Excerpt provided:

How do these clouds compare
Overall, creating a private cloud requires capital investment and the operating expenses associated with labor to run and maintain that infrastructure plus the physical location and environment costs. The advantage comes in control. Service providers can define the cloud infrastructure hardware and software platform, optimize it (i.e., bare metal, containers, automation), and control its life cycle.
Telcos can better support applications with special requirements for low latency, large amounts of storage, specialized compute, and network fabric and protocols. This opens the door to more ways to differentiate service offerings with artificial intelligence algorithms, for example, and avoid excess costs for things like high bandwidth transport or public cloud graphics processing unit (GPU) use. Special public cloud resources like GPUs may also have limited availability, and access during peak demand may be limited by customer priority. In a private cloud environment, telcos can control and address data privacy and protection needs, including data sovereignty, as well as regulatory requirements. In some cases, public cloud providers have the right under their terms of service to collect data they might use in a competitive manner.
Businesses often select private clouds to deliver established applications and services with consistent demand and 24x7 operations more efficiently than they could with public clouds. These “permanent” workloads can drive high consumption costs on public clouds.

Requirement 1: Add 33 to every bounding-box coordinate in the answers in the records, covering only the part that opens with the line containing "Could you please locate the building" and runs through the end of the records, and write that whole part out again with its requests included. Keep the numbers in the requests and their format samples as they are.

Provided data:
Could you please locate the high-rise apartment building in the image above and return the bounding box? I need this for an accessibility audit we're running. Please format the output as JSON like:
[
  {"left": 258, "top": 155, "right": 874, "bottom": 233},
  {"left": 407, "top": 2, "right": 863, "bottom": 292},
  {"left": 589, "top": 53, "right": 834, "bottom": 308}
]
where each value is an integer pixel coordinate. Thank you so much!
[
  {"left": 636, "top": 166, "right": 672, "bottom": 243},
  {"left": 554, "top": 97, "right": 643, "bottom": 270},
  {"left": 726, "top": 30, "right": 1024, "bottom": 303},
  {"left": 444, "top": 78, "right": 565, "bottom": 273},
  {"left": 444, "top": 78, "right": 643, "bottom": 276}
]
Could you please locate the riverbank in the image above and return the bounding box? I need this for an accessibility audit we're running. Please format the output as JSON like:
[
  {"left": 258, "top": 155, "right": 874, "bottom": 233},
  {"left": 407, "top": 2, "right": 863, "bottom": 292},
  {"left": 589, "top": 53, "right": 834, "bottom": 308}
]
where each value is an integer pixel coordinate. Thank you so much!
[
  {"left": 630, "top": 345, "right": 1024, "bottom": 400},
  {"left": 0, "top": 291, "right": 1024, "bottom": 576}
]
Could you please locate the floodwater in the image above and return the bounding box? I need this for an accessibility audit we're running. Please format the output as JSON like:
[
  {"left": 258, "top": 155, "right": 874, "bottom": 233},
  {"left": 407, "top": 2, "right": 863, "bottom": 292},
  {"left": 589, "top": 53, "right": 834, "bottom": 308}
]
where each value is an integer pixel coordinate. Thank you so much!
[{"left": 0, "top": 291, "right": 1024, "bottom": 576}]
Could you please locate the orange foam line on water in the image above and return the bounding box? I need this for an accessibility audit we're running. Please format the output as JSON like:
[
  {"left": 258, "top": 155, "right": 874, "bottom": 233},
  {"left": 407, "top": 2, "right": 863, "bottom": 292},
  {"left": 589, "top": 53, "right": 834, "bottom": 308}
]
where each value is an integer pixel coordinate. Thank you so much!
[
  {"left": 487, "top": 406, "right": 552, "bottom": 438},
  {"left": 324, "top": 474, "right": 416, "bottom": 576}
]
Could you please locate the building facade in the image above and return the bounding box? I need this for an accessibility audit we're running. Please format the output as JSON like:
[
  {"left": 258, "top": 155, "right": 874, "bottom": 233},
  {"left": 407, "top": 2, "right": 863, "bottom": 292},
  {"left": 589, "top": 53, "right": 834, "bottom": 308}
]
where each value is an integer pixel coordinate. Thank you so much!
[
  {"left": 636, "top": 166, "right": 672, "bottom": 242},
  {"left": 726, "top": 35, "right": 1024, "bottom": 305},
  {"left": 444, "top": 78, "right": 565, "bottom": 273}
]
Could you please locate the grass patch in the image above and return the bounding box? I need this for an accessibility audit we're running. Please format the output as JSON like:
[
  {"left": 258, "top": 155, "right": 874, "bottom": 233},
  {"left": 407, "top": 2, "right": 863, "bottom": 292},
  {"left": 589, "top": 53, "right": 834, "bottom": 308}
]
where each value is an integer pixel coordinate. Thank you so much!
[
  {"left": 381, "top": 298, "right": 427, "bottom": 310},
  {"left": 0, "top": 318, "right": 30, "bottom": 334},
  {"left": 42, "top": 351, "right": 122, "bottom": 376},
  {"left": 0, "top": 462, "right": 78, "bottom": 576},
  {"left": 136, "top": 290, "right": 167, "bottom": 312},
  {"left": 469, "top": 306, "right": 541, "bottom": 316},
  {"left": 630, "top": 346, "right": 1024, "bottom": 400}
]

Requirement 2: Continue the piece comparing private and public clouds for telcos, starting right after its last sentence.

Expected output 1:
Could you please locate the building facade in the image above and return the bounding box? I need this for an accessibility audit we're running. Please format the output as JSON like:
[
  {"left": 258, "top": 155, "right": 874, "bottom": 233},
  {"left": 407, "top": 2, "right": 863, "bottom": 292},
  {"left": 589, "top": 53, "right": 834, "bottom": 308}
]
where each value is an integer pixel coordinate. Thank you so much!
[
  {"left": 669, "top": 199, "right": 705, "bottom": 275},
  {"left": 759, "top": 68, "right": 1057, "bottom": 338},
  {"left": 477, "top": 111, "right": 598, "bottom": 306}
]
Could you please locate the grass patch in the image above and return the bounding box? I need this for an accessibility audit we're running. Please format the output as JSON like:
[
  {"left": 258, "top": 155, "right": 874, "bottom": 233},
  {"left": 407, "top": 2, "right": 863, "bottom": 292},
  {"left": 589, "top": 53, "right": 834, "bottom": 308}
]
where each value is an integer pixel coordinate. Thank you so much!
[
  {"left": 414, "top": 331, "right": 460, "bottom": 343},
  {"left": 33, "top": 351, "right": 63, "bottom": 367},
  {"left": 75, "top": 384, "right": 155, "bottom": 409},
  {"left": 33, "top": 495, "right": 111, "bottom": 609},
  {"left": 169, "top": 323, "right": 200, "bottom": 345},
  {"left": 502, "top": 339, "right": 574, "bottom": 349},
  {"left": 663, "top": 379, "right": 1057, "bottom": 433}
]

Expected output 2:
Table 1. Decision considerations among private and public clouds and on-premises stack
Public clouds, on the other hand, are well-suited for applications that do not have critical real-time or low latency requirements, can perform well on standard CPUs, and have no real network dependencies. Yet, each public cloud is distinct and has different strengths for different types of workloads. So one might better fit network intensive applications, and another better fit apps that require top storage performance. No single provider has the best environment to meet unique needs across various types of workloads. Applications well-suited for public cloud typically require a small storage footprint so that storage service costs do not outweigh other economic benefits. Those economic benefits stem from outsourcing the cloud hardware and software platform plus its operation and maintenance.
When they choose public cloud, service providers pay the operational expenses of the cloud services consumed instead of the combined capital and operational expenses of building, managing, and maintaining their own cloud infrastructure. The financial advantages can be great when application demand fluctuates significantly because public cloud consumption costs scale up or down with actual usage. Software-as-a-Service (SaaS) models can potentially take those cost advantages even further. Back-office applications will often fit well here. Development, experimentation, and testing can also flourish with flexible, on-demand public cloud resources meeting more unpredictable, fluctuating needs.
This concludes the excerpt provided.